◆ **Input material**:

(begin)

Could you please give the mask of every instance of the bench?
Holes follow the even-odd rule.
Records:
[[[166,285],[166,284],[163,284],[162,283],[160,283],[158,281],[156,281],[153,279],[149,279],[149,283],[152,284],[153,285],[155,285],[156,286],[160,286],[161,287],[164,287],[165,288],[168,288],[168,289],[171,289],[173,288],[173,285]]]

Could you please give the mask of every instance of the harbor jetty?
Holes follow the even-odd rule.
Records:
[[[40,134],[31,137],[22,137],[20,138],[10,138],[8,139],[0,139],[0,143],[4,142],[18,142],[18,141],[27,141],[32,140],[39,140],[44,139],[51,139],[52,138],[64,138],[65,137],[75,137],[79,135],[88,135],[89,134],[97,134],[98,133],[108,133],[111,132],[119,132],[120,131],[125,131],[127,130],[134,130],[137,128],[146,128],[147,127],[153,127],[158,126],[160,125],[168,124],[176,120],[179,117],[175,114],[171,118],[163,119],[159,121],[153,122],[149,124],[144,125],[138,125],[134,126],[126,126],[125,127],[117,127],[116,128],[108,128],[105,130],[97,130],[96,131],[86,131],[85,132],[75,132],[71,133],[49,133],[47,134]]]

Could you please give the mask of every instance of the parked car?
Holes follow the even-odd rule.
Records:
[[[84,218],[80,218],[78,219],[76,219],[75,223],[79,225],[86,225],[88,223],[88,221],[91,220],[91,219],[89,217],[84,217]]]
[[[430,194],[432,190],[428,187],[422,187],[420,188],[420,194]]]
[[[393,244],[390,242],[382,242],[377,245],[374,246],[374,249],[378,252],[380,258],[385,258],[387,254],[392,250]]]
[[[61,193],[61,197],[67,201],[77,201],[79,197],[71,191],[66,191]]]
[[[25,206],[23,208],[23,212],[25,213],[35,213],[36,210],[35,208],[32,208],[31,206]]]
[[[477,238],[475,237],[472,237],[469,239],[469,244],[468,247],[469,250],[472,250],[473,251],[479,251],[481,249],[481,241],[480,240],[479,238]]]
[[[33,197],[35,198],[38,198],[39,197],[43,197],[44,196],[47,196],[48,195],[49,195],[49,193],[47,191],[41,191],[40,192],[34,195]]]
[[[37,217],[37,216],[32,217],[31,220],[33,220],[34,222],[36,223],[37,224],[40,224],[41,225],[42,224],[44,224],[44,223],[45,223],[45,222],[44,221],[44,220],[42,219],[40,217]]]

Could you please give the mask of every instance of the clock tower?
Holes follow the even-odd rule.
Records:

(end)

◆ **Task brief**: List every line in the data above that contains the string "instance". The match is case-sensitive.

◆ **Finished answer**:
Could you please give the mask of every instance of the bench?
Could you please give the mask of every instance of the harbor jetty?
Could you please give the mask of every instance of the parked car?
Could you please give the mask of every instance of the clock tower?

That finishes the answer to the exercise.